### Assignment
Find the line containing "Where can the firefighter". Reproduce it and every line after it up to the end of the records, exactly as written.

(Dataset entries)
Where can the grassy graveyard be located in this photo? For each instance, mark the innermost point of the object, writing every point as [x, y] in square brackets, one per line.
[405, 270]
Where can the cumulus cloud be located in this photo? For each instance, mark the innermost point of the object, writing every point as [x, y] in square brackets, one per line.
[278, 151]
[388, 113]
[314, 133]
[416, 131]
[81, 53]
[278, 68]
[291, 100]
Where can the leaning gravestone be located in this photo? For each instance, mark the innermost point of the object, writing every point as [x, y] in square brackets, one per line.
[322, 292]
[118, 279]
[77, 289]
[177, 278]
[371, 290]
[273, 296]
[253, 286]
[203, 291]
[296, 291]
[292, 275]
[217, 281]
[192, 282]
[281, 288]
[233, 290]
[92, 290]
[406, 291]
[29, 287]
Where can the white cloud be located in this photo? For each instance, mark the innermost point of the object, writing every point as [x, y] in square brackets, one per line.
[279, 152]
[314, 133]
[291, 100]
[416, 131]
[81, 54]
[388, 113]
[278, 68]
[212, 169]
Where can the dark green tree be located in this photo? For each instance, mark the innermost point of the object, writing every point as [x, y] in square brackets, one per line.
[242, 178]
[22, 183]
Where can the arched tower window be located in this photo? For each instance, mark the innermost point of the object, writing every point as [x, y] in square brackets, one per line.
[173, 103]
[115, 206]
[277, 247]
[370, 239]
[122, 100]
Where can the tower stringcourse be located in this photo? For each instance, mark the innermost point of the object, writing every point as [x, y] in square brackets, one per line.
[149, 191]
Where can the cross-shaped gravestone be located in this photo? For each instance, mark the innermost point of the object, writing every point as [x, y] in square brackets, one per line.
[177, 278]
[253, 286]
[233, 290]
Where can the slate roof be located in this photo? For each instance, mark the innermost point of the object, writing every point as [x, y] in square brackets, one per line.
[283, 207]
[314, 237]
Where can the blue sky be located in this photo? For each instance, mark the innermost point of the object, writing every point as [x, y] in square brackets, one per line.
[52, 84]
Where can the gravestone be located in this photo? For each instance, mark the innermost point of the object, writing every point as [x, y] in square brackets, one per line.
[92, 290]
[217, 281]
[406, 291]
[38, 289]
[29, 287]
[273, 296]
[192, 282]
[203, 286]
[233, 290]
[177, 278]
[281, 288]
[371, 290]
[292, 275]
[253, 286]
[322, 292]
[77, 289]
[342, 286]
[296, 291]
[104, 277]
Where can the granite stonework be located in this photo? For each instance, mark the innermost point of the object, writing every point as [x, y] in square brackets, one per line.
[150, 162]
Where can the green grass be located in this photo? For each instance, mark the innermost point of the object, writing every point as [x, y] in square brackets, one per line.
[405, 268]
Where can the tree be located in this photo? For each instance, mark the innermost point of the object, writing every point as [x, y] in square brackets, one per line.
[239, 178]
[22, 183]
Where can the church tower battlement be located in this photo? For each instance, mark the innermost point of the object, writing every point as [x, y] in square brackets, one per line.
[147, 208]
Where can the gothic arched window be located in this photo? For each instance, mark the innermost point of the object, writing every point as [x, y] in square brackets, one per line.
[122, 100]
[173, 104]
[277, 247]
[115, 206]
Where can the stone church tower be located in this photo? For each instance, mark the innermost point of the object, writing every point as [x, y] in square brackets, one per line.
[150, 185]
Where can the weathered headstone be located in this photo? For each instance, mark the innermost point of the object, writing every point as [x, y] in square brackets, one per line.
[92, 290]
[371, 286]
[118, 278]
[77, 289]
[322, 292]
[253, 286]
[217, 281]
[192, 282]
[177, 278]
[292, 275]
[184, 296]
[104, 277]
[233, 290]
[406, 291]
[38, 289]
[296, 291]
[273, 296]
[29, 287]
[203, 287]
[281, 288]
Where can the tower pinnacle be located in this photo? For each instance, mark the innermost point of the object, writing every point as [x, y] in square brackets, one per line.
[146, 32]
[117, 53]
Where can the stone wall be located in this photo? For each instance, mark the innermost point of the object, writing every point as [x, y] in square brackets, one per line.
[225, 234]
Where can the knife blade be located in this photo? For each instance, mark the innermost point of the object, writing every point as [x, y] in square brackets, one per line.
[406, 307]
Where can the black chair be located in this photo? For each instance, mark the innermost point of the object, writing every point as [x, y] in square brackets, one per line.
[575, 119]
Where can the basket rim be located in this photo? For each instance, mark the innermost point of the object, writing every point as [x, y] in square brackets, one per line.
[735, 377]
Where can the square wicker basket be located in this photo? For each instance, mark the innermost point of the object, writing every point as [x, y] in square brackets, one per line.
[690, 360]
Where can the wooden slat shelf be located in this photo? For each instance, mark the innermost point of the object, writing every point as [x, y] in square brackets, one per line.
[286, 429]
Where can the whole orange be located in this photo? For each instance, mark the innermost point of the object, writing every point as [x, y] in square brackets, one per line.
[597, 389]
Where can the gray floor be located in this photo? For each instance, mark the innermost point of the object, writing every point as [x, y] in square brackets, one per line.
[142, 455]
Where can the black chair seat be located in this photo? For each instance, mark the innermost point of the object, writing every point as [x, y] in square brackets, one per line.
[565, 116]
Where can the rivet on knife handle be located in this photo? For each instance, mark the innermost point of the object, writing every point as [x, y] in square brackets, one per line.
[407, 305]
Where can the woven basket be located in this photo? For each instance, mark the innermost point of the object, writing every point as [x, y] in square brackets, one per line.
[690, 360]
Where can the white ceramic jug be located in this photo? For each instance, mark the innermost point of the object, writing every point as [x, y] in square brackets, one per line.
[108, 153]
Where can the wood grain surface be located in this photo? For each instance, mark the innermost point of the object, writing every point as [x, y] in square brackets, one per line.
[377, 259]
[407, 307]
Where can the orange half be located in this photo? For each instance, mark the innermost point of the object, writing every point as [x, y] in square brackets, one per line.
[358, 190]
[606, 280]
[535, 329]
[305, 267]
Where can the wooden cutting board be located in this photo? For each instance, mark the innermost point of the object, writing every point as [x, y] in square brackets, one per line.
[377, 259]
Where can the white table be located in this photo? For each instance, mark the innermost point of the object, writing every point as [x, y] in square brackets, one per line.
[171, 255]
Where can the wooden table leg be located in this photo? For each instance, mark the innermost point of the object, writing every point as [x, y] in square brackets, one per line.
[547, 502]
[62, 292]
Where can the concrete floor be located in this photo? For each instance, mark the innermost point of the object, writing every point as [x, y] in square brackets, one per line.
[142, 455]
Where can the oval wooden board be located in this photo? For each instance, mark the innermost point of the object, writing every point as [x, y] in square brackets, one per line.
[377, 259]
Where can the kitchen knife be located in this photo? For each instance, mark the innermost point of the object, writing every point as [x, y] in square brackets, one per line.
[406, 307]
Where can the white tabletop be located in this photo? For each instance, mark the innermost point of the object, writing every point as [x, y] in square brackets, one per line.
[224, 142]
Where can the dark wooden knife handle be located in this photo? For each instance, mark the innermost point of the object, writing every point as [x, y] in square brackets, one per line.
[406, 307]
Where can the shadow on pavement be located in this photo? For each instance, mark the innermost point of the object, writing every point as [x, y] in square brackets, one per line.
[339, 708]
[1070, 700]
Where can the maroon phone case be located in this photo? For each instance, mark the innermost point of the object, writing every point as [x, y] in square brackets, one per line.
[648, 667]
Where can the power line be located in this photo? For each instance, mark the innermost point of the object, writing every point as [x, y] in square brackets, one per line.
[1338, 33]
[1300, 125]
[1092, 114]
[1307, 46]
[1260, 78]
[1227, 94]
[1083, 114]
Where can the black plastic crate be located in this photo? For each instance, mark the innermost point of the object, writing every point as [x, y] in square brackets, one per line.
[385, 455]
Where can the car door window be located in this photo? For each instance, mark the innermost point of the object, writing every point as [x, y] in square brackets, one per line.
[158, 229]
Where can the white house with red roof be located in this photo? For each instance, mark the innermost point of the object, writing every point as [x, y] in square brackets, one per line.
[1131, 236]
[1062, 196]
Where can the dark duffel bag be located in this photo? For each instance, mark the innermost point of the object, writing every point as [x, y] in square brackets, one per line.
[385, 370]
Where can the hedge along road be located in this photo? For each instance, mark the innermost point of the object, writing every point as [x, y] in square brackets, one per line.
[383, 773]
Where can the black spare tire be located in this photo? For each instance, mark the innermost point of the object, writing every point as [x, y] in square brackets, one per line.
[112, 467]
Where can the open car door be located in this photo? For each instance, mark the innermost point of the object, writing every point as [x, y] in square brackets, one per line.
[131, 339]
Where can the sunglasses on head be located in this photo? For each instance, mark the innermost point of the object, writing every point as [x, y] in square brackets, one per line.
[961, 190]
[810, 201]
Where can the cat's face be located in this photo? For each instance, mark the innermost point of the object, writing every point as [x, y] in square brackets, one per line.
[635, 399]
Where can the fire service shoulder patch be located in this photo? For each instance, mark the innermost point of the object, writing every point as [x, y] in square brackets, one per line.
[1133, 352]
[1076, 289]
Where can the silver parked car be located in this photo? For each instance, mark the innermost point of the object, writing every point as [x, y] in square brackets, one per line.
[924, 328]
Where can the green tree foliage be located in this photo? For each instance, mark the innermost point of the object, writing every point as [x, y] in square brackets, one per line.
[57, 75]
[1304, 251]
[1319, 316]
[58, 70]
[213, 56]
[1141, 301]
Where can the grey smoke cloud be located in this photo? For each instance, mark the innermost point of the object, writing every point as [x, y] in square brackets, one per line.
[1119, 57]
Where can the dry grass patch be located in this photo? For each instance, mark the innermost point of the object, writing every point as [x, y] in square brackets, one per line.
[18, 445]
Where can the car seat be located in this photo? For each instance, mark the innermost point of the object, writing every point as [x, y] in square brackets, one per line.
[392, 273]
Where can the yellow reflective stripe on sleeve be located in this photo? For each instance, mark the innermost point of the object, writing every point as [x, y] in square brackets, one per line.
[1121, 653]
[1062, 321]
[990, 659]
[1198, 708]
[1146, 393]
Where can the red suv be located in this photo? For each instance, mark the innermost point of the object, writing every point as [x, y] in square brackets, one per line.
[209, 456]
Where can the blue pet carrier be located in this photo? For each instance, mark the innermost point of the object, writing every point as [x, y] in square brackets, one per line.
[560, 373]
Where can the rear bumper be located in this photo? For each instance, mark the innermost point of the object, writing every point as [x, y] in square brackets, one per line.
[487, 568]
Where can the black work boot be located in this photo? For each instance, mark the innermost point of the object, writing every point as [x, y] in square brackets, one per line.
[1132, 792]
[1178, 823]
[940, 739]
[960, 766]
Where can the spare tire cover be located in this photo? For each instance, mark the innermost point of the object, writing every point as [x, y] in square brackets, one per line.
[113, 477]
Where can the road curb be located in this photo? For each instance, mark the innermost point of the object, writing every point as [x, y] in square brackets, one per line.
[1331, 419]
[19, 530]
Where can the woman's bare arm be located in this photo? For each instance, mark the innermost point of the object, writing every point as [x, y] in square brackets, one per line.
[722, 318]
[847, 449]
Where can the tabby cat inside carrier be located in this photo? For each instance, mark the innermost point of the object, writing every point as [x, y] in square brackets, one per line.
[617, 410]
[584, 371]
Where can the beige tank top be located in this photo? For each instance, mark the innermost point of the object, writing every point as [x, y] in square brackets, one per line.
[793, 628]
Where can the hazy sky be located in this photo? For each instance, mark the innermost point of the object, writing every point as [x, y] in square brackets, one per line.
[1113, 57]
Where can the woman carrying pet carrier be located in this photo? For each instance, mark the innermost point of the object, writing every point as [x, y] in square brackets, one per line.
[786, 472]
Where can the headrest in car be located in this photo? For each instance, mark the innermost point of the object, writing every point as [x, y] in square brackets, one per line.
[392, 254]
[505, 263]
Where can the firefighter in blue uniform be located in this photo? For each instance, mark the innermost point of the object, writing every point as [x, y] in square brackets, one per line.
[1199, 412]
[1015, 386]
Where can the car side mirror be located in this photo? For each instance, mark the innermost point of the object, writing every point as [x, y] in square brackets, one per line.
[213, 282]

### Problem solution
Where can the firefighter in blue uniform be located in this photo? For each instance, mark the innermost point of the object, writing every point as [x, y] in square brackets, one per line.
[1199, 412]
[1015, 386]
Where can the car side mirror be located in this photo? For each instance, mark the innermost point of the object, writing every point as [x, y] in square brackets, one per line.
[213, 282]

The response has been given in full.